-- Begin --

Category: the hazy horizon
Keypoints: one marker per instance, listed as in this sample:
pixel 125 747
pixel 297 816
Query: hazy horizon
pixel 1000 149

-- End --

TASK REQUIREMENTS
Rewrite the listing above, changing every "hazy horizon" to "misty skyline" and leaving everything else as it is.

ANSWER FOR THE TASK
Category: the misty skyline
Keypoints: one marker per instance, listed as in this sample:
pixel 125 747
pixel 297 816
Query: misty skyline
pixel 1000 149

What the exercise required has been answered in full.